ASSIGNMENT
Quote word for word the lines below, beginning with the first and ending with the one that has "positive clicks: (295, 152)". Drop the pictures.

PROVIDED ENTRIES
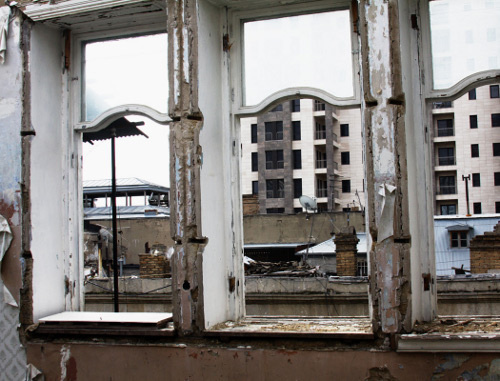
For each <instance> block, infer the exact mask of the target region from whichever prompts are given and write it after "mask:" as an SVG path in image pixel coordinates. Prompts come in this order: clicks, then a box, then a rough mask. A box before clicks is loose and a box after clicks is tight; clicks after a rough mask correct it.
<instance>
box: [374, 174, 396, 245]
mask: <svg viewBox="0 0 500 381" xmlns="http://www.w3.org/2000/svg"><path fill="white" fill-rule="evenodd" d="M395 190H396V187H395V186H394V185H390V184H385V183H384V184H383V185H380V186H379V191H378V194H379V195H380V196H382V213H381V214H380V221H379V224H378V226H379V229H378V235H377V242H382V241H383V240H384V239H386V238H389V237H391V236H393V235H394V204H395V202H396V192H394V191H395Z"/></svg>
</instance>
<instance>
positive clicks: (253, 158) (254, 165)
mask: <svg viewBox="0 0 500 381" xmlns="http://www.w3.org/2000/svg"><path fill="white" fill-rule="evenodd" d="M258 170H259V157H258V154H257V152H252V172H257V171H258Z"/></svg>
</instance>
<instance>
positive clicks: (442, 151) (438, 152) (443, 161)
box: [438, 147, 455, 165]
mask: <svg viewBox="0 0 500 381" xmlns="http://www.w3.org/2000/svg"><path fill="white" fill-rule="evenodd" d="M438 165H455V148H454V147H443V148H438Z"/></svg>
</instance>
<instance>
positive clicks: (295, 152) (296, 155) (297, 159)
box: [292, 149, 302, 169]
mask: <svg viewBox="0 0 500 381" xmlns="http://www.w3.org/2000/svg"><path fill="white" fill-rule="evenodd" d="M292 153H293V169H302V151H301V150H300V149H294V150H293V152H292Z"/></svg>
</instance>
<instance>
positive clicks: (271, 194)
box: [266, 179, 285, 198]
mask: <svg viewBox="0 0 500 381" xmlns="http://www.w3.org/2000/svg"><path fill="white" fill-rule="evenodd" d="M284 193H285V181H284V180H283V179H271V180H266V196H267V198H283V197H284Z"/></svg>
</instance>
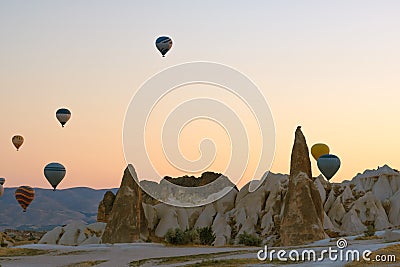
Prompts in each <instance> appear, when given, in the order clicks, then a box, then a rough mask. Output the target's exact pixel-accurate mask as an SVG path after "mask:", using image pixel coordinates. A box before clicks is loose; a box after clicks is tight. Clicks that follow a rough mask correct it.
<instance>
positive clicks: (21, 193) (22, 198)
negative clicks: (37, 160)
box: [15, 185, 35, 212]
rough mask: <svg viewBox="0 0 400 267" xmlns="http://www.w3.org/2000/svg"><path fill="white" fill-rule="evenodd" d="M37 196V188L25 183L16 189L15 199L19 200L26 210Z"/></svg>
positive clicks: (23, 208) (21, 205)
mask: <svg viewBox="0 0 400 267" xmlns="http://www.w3.org/2000/svg"><path fill="white" fill-rule="evenodd" d="M34 198H35V190H34V189H33V188H32V187H30V186H27V185H23V186H20V187H18V188H17V190H15V199H16V200H17V201H18V203H19V205H20V206H21V207H22V209H23V210H24V212H25V211H26V209H27V208H28V206H29V204H31V202H32V201H33V199H34Z"/></svg>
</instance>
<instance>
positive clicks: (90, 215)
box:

TASK OUTPUT
For each <instance> block, infer the exact mask of the target region from whichever prompts are given and write it after "mask:" as an SVG path in image pixel coordinates. Prompts come in this order: clicks, then a box, then a rough mask. A box before clicks is loose and a box after clicks is tight; clicks after a rough mask correct it.
<instance>
box: [374, 174, 396, 245]
mask: <svg viewBox="0 0 500 381" xmlns="http://www.w3.org/2000/svg"><path fill="white" fill-rule="evenodd" d="M395 190H396V187H395V186H394V185H390V184H385V183H384V184H383V185H380V186H379V191H378V194H379V195H380V196H382V213H381V214H380V221H379V224H378V226H379V229H378V235H377V242H382V241H383V240H384V239H386V238H389V237H391V236H393V235H394V204H395V202H396V192H394V191H395Z"/></svg>
</instance>
<instance>
positive clicks: (253, 158) (254, 165)
mask: <svg viewBox="0 0 500 381" xmlns="http://www.w3.org/2000/svg"><path fill="white" fill-rule="evenodd" d="M258 170H259V157H258V154H257V152H252V172H257V171H258Z"/></svg>
</instance>
<instance>
positive clicks: (442, 151) (438, 152) (443, 161)
box: [438, 147, 455, 165]
mask: <svg viewBox="0 0 500 381" xmlns="http://www.w3.org/2000/svg"><path fill="white" fill-rule="evenodd" d="M438 165H455V148H454V147H443V148H438Z"/></svg>
</instance>
<instance>
positive clicks: (295, 152) (296, 155) (297, 159)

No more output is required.